Tale approccio, che per le civilizzazioni passate si traduceva in costante osservazione dei micro- e macro-fenomeni con cui un uomo consapevole del ‘limite’ entrava in contatto durante la sua vita, osservazione da cui distillare le informazioni essenziali da trasmettere alle generazioni future in modi che andavano dal mito alla trasmissione orale e poi scritta, dovrebbe essere comprensibile più che mai nell’epoca 4.0 del passaggio ormai ineluttabile dalla cifra lineare a quella circolare, a partire dai cicli economici ai processi sociali e culturali. Colpisce, nella cultura espressa dai detrattori ‘a priori’ del ‘position paper’, l’assenza di menzione del Principio di Precauzione, fondamentale per governare problemi gravi come gli attuali. Pare in atto una rimozione sistematica di 30 anni di studi ed esperienze sul senso di tale Principio, strumento cautelativo per prendere decisioni politiche ed economiche su questioni scientificamente controverse senza perdere di vista l’unitarietà del reale (evitando il rischio ‘pagliuzza vs trave’).

▸ **Estratti di dati**:
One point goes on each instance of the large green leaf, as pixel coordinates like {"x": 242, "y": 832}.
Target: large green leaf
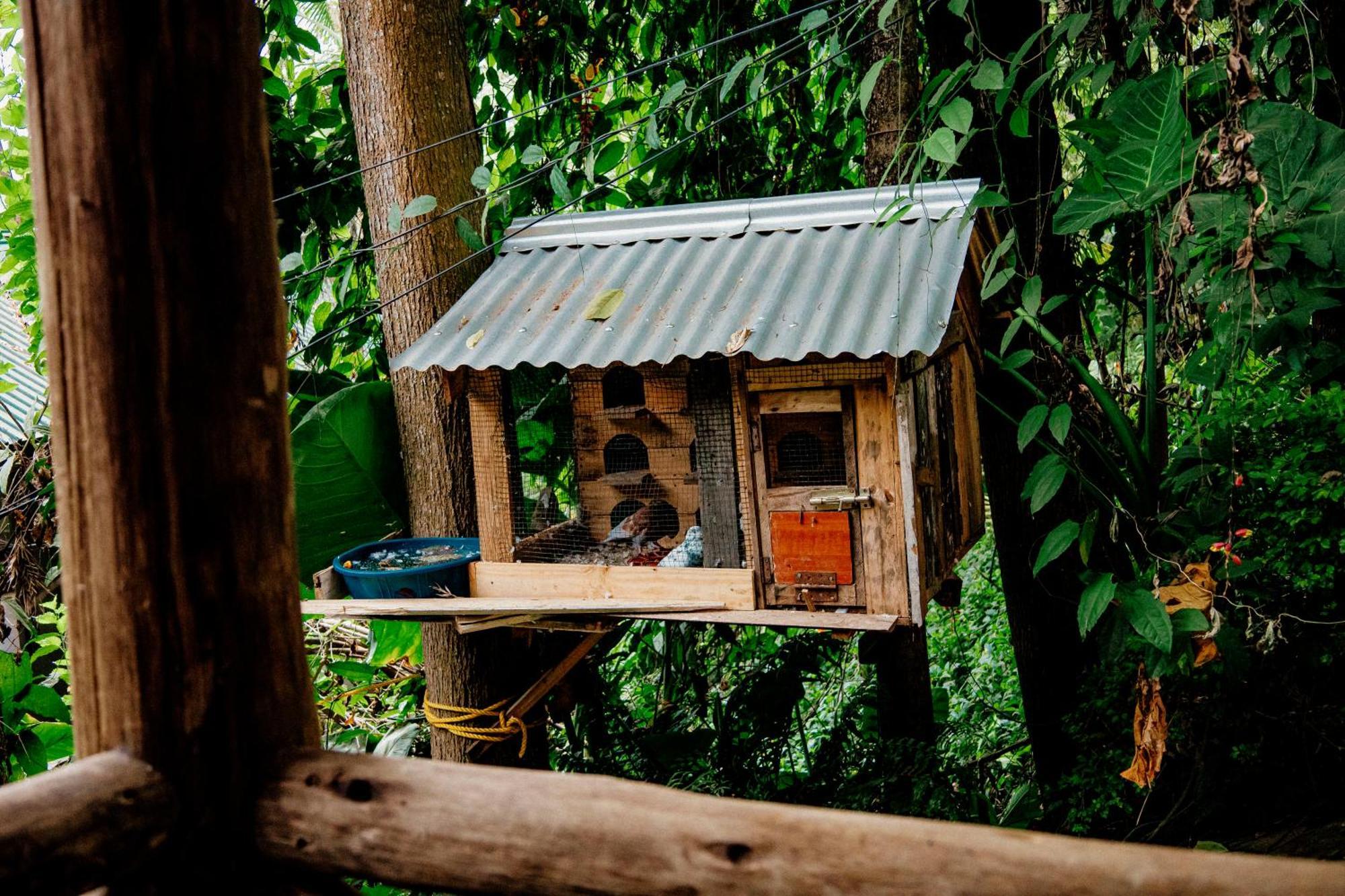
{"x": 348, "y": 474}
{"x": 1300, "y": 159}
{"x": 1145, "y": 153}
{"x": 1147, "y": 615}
==
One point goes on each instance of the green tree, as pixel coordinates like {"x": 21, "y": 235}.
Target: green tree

▸ **Consegna**: Ricopi per intero il brano citato sul Principio di Precauzione, senza alcuna modifica.

▸ **Risposta scritta**:
Tale approccio, che per le civilizzazioni passate si traduceva in costante osservazione dei micro- e macro-fenomeni con cui un uomo consapevole del ‘limite’ entrava in contatto durante la sua vita, osservazione da cui distillare le informazioni essenziali da trasmettere alle generazioni future in modi che andavano dal mito alla trasmissione orale e poi scritta, dovrebbe essere comprensibile più che mai nell’epoca 4.0 del passaggio ormai ineluttabile dalla cifra lineare a quella circolare, a partire dai cicli economici ai processi sociali e culturali. Colpisce, nella cultura espressa dai detrattori ‘a priori’ del ‘position paper’, l’assenza di menzione del Principio di Precauzione, fondamentale per governare problemi gravi come gli attuali. Pare in atto una rimozione sistematica di 30 anni di studi ed esperienze sul senso di tale Principio, strumento cautelativo per prendere decisioni politiche ed economiche su questioni scientificamente controverse senza perdere di vista l’unitarietà del reale (evitando il rischio ‘pagliuzza vs trave’).